TASK STATEMENT ->
Please find every line in the records below that contains the word "sign", and copy those lines out. Case counts.

INPUT DATA ->
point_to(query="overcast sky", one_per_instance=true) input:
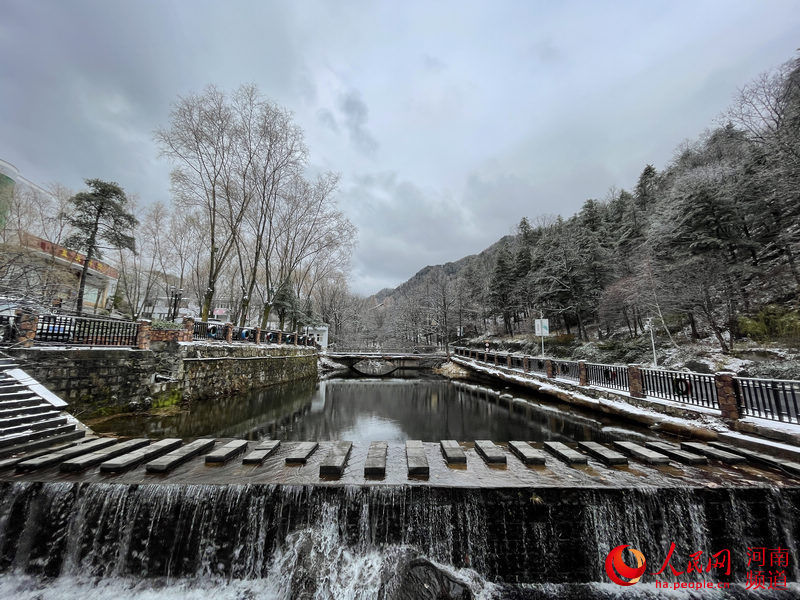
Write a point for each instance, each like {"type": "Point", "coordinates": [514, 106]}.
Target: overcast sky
{"type": "Point", "coordinates": [448, 121]}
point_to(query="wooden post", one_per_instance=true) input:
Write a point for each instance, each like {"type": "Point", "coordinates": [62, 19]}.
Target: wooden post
{"type": "Point", "coordinates": [726, 395]}
{"type": "Point", "coordinates": [583, 374]}
{"type": "Point", "coordinates": [26, 327]}
{"type": "Point", "coordinates": [635, 381]}
{"type": "Point", "coordinates": [143, 336]}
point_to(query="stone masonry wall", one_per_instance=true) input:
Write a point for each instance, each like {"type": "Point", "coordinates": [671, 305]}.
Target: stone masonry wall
{"type": "Point", "coordinates": [103, 381]}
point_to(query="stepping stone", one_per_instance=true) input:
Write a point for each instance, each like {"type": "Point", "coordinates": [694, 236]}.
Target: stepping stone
{"type": "Point", "coordinates": [301, 452]}
{"type": "Point", "coordinates": [53, 458]}
{"type": "Point", "coordinates": [375, 465]}
{"type": "Point", "coordinates": [453, 453]}
{"type": "Point", "coordinates": [527, 453]}
{"type": "Point", "coordinates": [261, 452]}
{"type": "Point", "coordinates": [792, 468]}
{"type": "Point", "coordinates": [416, 459]}
{"type": "Point", "coordinates": [651, 457]}
{"type": "Point", "coordinates": [137, 457]}
{"type": "Point", "coordinates": [490, 452]}
{"type": "Point", "coordinates": [224, 453]}
{"type": "Point", "coordinates": [169, 461]}
{"type": "Point", "coordinates": [752, 456]}
{"type": "Point", "coordinates": [565, 453]}
{"type": "Point", "coordinates": [335, 461]}
{"type": "Point", "coordinates": [603, 454]}
{"type": "Point", "coordinates": [675, 453]}
{"type": "Point", "coordinates": [713, 453]}
{"type": "Point", "coordinates": [79, 463]}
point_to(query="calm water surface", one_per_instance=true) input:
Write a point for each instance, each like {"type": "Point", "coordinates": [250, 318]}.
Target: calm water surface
{"type": "Point", "coordinates": [422, 408]}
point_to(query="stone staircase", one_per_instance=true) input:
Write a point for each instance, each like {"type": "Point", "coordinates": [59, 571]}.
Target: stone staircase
{"type": "Point", "coordinates": [31, 417]}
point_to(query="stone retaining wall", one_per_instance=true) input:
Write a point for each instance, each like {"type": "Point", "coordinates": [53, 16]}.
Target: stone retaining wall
{"type": "Point", "coordinates": [102, 381]}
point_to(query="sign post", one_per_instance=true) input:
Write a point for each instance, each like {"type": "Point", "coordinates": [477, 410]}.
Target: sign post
{"type": "Point", "coordinates": [542, 328]}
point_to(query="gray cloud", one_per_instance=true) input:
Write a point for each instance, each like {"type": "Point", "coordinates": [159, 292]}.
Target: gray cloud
{"type": "Point", "coordinates": [481, 115]}
{"type": "Point", "coordinates": [355, 113]}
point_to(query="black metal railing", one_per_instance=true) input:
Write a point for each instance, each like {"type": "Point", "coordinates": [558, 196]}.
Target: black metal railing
{"type": "Point", "coordinates": [609, 376]}
{"type": "Point", "coordinates": [7, 335]}
{"type": "Point", "coordinates": [566, 369]}
{"type": "Point", "coordinates": [243, 334]}
{"type": "Point", "coordinates": [693, 388]}
{"type": "Point", "coordinates": [84, 331]}
{"type": "Point", "coordinates": [208, 331]}
{"type": "Point", "coordinates": [774, 399]}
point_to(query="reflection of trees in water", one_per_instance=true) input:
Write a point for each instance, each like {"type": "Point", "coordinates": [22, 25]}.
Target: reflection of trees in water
{"type": "Point", "coordinates": [365, 410]}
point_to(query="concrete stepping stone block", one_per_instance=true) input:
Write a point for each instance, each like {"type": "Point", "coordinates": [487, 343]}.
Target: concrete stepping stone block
{"type": "Point", "coordinates": [300, 452]}
{"type": "Point", "coordinates": [675, 453]}
{"type": "Point", "coordinates": [79, 463]}
{"type": "Point", "coordinates": [490, 452]}
{"type": "Point", "coordinates": [226, 452]}
{"type": "Point", "coordinates": [416, 459]}
{"type": "Point", "coordinates": [166, 463]}
{"type": "Point", "coordinates": [142, 455]}
{"type": "Point", "coordinates": [527, 453]}
{"type": "Point", "coordinates": [645, 455]}
{"type": "Point", "coordinates": [375, 465]}
{"type": "Point", "coordinates": [566, 454]}
{"type": "Point", "coordinates": [453, 452]}
{"type": "Point", "coordinates": [336, 459]}
{"type": "Point", "coordinates": [261, 452]}
{"type": "Point", "coordinates": [603, 454]}
{"type": "Point", "coordinates": [713, 453]}
{"type": "Point", "coordinates": [53, 458]}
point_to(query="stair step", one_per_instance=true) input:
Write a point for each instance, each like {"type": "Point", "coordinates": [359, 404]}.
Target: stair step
{"type": "Point", "coordinates": [20, 419]}
{"type": "Point", "coordinates": [24, 410]}
{"type": "Point", "coordinates": [16, 394]}
{"type": "Point", "coordinates": [14, 451]}
{"type": "Point", "coordinates": [32, 401]}
{"type": "Point", "coordinates": [35, 426]}
{"type": "Point", "coordinates": [21, 438]}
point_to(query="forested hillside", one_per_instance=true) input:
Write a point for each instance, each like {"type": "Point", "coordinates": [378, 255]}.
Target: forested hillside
{"type": "Point", "coordinates": [707, 247]}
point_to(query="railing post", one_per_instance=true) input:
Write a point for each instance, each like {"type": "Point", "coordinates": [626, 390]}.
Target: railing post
{"type": "Point", "coordinates": [143, 335]}
{"type": "Point", "coordinates": [26, 326]}
{"type": "Point", "coordinates": [188, 328]}
{"type": "Point", "coordinates": [726, 395]}
{"type": "Point", "coordinates": [635, 381]}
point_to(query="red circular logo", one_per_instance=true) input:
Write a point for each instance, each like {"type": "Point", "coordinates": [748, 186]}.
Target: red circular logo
{"type": "Point", "coordinates": [615, 564]}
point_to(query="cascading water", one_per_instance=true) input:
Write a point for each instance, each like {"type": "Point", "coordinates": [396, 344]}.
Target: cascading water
{"type": "Point", "coordinates": [387, 542]}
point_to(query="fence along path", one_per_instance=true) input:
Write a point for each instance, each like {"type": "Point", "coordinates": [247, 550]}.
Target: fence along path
{"type": "Point", "coordinates": [777, 400]}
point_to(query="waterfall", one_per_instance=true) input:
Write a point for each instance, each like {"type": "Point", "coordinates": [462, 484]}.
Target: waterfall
{"type": "Point", "coordinates": [385, 542]}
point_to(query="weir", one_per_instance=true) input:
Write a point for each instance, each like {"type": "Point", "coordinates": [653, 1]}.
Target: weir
{"type": "Point", "coordinates": [528, 535]}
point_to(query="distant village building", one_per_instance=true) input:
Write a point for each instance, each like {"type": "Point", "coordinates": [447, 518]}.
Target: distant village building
{"type": "Point", "coordinates": [38, 271]}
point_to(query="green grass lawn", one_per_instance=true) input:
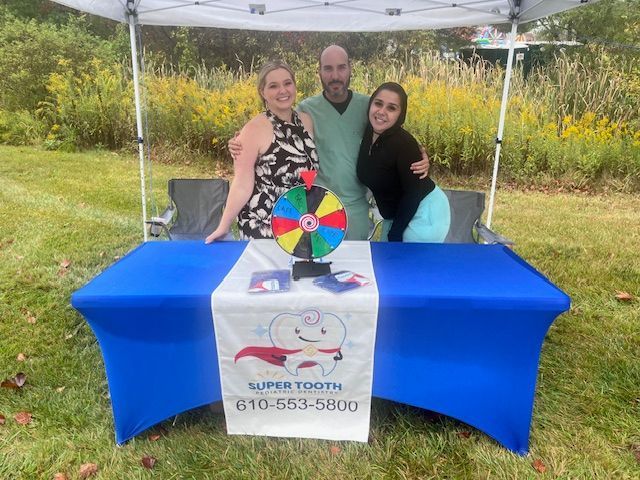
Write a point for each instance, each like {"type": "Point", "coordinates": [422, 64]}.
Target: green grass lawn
{"type": "Point", "coordinates": [84, 209]}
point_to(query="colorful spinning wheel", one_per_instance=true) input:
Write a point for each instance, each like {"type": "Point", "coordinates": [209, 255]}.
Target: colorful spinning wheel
{"type": "Point", "coordinates": [309, 222]}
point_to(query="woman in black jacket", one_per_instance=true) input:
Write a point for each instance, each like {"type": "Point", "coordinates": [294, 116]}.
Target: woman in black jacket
{"type": "Point", "coordinates": [414, 209]}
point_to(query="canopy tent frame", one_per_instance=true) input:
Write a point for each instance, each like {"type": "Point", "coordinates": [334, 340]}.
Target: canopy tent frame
{"type": "Point", "coordinates": [491, 14]}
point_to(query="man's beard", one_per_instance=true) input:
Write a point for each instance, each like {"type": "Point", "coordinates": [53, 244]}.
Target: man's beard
{"type": "Point", "coordinates": [336, 93]}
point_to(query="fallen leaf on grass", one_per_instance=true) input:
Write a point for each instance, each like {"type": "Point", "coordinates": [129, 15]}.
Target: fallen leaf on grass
{"type": "Point", "coordinates": [29, 316]}
{"type": "Point", "coordinates": [623, 296]}
{"type": "Point", "coordinates": [16, 382]}
{"type": "Point", "coordinates": [636, 451]}
{"type": "Point", "coordinates": [6, 243]}
{"type": "Point", "coordinates": [87, 470]}
{"type": "Point", "coordinates": [539, 466]}
{"type": "Point", "coordinates": [23, 418]}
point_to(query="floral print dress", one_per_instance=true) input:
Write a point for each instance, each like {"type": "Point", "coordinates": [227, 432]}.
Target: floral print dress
{"type": "Point", "coordinates": [277, 170]}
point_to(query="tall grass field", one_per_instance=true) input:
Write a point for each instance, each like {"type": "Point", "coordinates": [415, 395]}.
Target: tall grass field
{"type": "Point", "coordinates": [65, 217]}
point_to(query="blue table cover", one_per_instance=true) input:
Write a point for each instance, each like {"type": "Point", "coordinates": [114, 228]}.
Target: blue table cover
{"type": "Point", "coordinates": [460, 328]}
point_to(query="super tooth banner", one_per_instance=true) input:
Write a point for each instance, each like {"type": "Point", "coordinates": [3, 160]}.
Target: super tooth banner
{"type": "Point", "coordinates": [297, 363]}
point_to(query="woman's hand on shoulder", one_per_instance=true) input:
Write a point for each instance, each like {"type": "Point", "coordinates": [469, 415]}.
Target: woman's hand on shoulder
{"type": "Point", "coordinates": [306, 120]}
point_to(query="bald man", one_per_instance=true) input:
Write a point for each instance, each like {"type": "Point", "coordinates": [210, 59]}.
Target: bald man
{"type": "Point", "coordinates": [339, 119]}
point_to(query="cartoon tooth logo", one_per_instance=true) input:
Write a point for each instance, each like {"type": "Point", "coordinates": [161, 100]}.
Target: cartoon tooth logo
{"type": "Point", "coordinates": [308, 339]}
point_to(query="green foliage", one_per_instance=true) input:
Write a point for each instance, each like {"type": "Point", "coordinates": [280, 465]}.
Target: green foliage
{"type": "Point", "coordinates": [607, 21]}
{"type": "Point", "coordinates": [85, 208]}
{"type": "Point", "coordinates": [93, 108]}
{"type": "Point", "coordinates": [20, 128]}
{"type": "Point", "coordinates": [31, 51]}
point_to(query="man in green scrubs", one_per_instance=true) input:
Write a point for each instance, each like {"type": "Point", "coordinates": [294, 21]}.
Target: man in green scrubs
{"type": "Point", "coordinates": [339, 119]}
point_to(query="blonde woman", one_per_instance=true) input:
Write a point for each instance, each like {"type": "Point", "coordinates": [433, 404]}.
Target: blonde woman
{"type": "Point", "coordinates": [276, 146]}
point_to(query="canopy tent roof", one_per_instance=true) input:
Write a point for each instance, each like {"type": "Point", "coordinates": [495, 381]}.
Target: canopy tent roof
{"type": "Point", "coordinates": [329, 16]}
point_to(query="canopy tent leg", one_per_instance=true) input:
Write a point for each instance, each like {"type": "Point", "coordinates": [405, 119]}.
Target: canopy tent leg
{"type": "Point", "coordinates": [503, 111]}
{"type": "Point", "coordinates": [136, 89]}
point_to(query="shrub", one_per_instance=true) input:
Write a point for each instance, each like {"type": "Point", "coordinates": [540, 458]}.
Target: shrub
{"type": "Point", "coordinates": [32, 51]}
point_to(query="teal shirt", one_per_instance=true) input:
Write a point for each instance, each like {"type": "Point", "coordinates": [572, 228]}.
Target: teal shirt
{"type": "Point", "coordinates": [337, 138]}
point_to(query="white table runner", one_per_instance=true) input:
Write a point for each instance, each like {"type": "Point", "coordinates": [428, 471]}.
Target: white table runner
{"type": "Point", "coordinates": [297, 363]}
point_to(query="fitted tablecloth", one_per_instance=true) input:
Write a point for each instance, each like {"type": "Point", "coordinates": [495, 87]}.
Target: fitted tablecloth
{"type": "Point", "coordinates": [460, 328]}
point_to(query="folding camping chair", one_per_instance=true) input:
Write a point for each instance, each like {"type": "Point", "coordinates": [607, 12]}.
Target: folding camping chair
{"type": "Point", "coordinates": [466, 226]}
{"type": "Point", "coordinates": [197, 206]}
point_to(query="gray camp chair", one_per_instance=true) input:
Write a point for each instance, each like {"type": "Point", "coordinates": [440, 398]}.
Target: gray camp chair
{"type": "Point", "coordinates": [466, 226]}
{"type": "Point", "coordinates": [194, 210]}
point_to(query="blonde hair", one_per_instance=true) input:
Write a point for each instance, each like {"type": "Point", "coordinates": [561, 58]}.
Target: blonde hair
{"type": "Point", "coordinates": [269, 67]}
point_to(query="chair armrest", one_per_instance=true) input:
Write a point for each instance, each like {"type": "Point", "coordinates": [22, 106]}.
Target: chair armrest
{"type": "Point", "coordinates": [491, 237]}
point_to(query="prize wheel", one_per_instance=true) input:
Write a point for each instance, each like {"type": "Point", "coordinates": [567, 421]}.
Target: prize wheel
{"type": "Point", "coordinates": [309, 222]}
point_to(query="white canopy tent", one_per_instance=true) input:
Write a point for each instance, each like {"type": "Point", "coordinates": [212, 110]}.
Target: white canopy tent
{"type": "Point", "coordinates": [323, 16]}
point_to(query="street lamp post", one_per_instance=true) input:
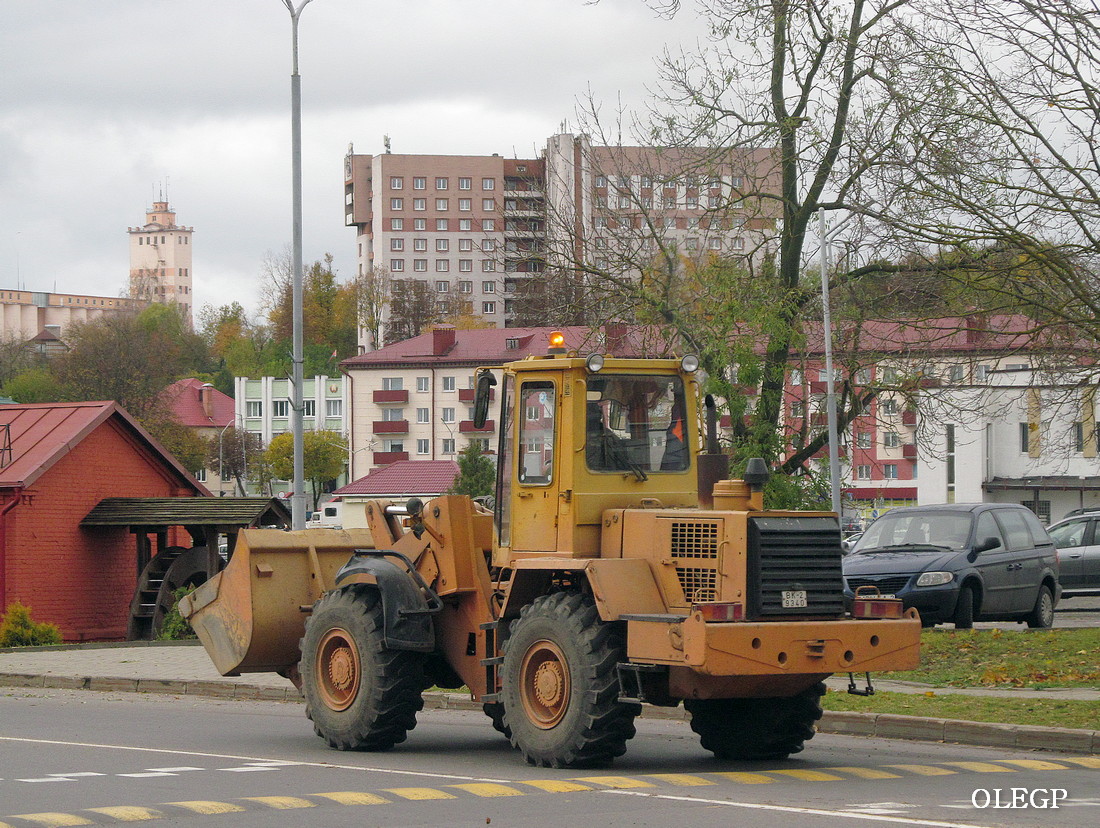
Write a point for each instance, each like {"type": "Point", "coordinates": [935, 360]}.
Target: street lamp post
{"type": "Point", "coordinates": [298, 496]}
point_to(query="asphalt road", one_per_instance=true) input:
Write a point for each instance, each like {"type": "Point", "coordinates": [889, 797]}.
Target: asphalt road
{"type": "Point", "coordinates": [100, 758]}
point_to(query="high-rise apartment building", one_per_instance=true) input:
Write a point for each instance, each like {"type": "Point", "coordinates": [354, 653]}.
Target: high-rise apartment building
{"type": "Point", "coordinates": [476, 231]}
{"type": "Point", "coordinates": [161, 260]}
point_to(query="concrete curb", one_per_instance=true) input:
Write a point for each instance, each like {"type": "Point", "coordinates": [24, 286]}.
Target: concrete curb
{"type": "Point", "coordinates": [884, 726]}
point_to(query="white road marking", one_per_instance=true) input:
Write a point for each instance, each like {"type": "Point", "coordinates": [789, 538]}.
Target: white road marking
{"type": "Point", "coordinates": [794, 809]}
{"type": "Point", "coordinates": [333, 765]}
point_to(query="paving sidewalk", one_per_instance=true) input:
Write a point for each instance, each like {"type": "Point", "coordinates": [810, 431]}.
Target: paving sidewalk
{"type": "Point", "coordinates": [185, 669]}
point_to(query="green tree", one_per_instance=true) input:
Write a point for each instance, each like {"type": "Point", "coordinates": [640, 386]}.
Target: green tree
{"type": "Point", "coordinates": [476, 473]}
{"type": "Point", "coordinates": [325, 454]}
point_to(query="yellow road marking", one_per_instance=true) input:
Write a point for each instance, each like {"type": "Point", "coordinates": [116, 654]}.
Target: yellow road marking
{"type": "Point", "coordinates": [129, 814]}
{"type": "Point", "coordinates": [354, 797]}
{"type": "Point", "coordinates": [685, 780]}
{"type": "Point", "coordinates": [208, 808]}
{"type": "Point", "coordinates": [1034, 764]}
{"type": "Point", "coordinates": [981, 766]}
{"type": "Point", "coordinates": [923, 770]}
{"type": "Point", "coordinates": [616, 781]}
{"type": "Point", "coordinates": [53, 820]}
{"type": "Point", "coordinates": [810, 775]}
{"type": "Point", "coordinates": [1087, 761]}
{"type": "Point", "coordinates": [556, 786]}
{"type": "Point", "coordinates": [487, 788]}
{"type": "Point", "coordinates": [867, 773]}
{"type": "Point", "coordinates": [419, 793]}
{"type": "Point", "coordinates": [283, 803]}
{"type": "Point", "coordinates": [746, 779]}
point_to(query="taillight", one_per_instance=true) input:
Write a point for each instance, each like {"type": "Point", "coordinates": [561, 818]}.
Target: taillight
{"type": "Point", "coordinates": [719, 613]}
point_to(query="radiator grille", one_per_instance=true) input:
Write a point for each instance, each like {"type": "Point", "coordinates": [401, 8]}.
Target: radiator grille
{"type": "Point", "coordinates": [794, 554]}
{"type": "Point", "coordinates": [699, 584]}
{"type": "Point", "coordinates": [694, 539]}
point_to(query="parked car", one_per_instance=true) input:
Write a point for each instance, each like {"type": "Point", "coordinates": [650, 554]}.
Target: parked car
{"type": "Point", "coordinates": [960, 563]}
{"type": "Point", "coordinates": [1078, 542]}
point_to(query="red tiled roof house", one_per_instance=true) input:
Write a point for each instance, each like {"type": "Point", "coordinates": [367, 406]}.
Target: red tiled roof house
{"type": "Point", "coordinates": [57, 461]}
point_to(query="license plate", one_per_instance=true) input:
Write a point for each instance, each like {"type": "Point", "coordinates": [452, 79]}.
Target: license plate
{"type": "Point", "coordinates": [794, 598]}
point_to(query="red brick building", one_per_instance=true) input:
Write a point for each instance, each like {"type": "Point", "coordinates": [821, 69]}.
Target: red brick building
{"type": "Point", "coordinates": [57, 461]}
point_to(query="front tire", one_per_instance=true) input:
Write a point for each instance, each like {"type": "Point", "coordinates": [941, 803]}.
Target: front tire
{"type": "Point", "coordinates": [560, 685]}
{"type": "Point", "coordinates": [1042, 616]}
{"type": "Point", "coordinates": [756, 728]}
{"type": "Point", "coordinates": [964, 609]}
{"type": "Point", "coordinates": [359, 694]}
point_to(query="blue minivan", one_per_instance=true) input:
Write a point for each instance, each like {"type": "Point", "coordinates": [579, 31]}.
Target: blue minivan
{"type": "Point", "coordinates": [959, 563]}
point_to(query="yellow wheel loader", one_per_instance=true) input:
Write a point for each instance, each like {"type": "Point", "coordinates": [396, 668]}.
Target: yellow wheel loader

ANSWER IN FULL ->
point_to(query="sign post", one_per_instance=true) input:
Target: sign post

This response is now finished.